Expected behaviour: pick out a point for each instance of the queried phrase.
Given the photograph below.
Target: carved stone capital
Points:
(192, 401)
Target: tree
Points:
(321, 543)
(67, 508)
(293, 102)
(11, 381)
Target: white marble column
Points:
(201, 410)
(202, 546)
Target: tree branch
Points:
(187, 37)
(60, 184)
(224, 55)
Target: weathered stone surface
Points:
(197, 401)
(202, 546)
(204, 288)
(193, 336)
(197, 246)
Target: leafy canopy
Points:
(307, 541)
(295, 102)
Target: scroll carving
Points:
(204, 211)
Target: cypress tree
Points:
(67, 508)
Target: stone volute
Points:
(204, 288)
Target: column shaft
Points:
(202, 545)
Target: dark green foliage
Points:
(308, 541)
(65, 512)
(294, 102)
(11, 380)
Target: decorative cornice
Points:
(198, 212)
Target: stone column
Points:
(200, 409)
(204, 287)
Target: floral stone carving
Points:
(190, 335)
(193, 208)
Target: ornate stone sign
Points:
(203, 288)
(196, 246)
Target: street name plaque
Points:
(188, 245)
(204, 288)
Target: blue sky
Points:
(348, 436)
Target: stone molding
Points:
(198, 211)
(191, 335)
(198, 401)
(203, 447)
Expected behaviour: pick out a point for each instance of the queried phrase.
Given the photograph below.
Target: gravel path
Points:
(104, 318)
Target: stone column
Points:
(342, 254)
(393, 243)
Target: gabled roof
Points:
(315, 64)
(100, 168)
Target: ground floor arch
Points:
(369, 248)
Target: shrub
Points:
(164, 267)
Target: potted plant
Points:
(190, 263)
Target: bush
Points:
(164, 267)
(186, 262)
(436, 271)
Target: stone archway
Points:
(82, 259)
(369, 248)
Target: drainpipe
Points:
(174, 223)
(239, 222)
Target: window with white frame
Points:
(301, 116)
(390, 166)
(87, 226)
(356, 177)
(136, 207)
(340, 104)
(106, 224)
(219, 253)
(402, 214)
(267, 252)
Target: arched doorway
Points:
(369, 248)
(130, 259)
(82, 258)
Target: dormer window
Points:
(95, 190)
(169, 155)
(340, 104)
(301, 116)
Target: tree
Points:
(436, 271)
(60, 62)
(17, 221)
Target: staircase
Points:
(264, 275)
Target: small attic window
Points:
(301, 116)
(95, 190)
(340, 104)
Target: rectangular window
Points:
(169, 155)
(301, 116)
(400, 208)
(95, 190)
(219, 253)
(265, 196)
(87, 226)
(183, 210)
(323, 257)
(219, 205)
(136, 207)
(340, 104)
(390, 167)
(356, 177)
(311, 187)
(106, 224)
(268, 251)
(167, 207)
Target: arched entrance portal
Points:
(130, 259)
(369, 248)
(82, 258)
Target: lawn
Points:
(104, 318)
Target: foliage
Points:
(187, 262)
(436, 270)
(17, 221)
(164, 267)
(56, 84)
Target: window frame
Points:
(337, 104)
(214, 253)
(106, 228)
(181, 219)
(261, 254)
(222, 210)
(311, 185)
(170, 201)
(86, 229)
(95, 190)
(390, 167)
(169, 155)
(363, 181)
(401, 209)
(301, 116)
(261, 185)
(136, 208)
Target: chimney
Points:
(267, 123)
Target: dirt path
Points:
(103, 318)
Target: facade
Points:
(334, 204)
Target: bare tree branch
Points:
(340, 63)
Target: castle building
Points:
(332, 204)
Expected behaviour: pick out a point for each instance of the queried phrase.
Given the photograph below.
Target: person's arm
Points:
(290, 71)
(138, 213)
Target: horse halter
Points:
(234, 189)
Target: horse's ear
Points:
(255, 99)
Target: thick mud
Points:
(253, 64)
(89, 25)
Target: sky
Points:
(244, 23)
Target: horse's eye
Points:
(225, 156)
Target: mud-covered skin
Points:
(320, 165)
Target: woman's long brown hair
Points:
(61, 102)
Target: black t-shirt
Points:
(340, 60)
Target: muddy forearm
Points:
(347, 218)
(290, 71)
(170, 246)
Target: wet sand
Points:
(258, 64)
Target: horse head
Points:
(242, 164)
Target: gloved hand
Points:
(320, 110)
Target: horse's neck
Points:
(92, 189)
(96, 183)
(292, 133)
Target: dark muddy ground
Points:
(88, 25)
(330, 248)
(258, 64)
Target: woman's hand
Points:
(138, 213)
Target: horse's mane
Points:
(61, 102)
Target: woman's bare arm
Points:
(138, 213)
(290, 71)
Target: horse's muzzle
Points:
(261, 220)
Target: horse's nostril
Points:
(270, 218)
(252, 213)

· · · · · · ·

*WORK ORDER*. Across the data, count every line where the string "frame" turns up, then write only that count.

*WRITTEN REPLY*. 2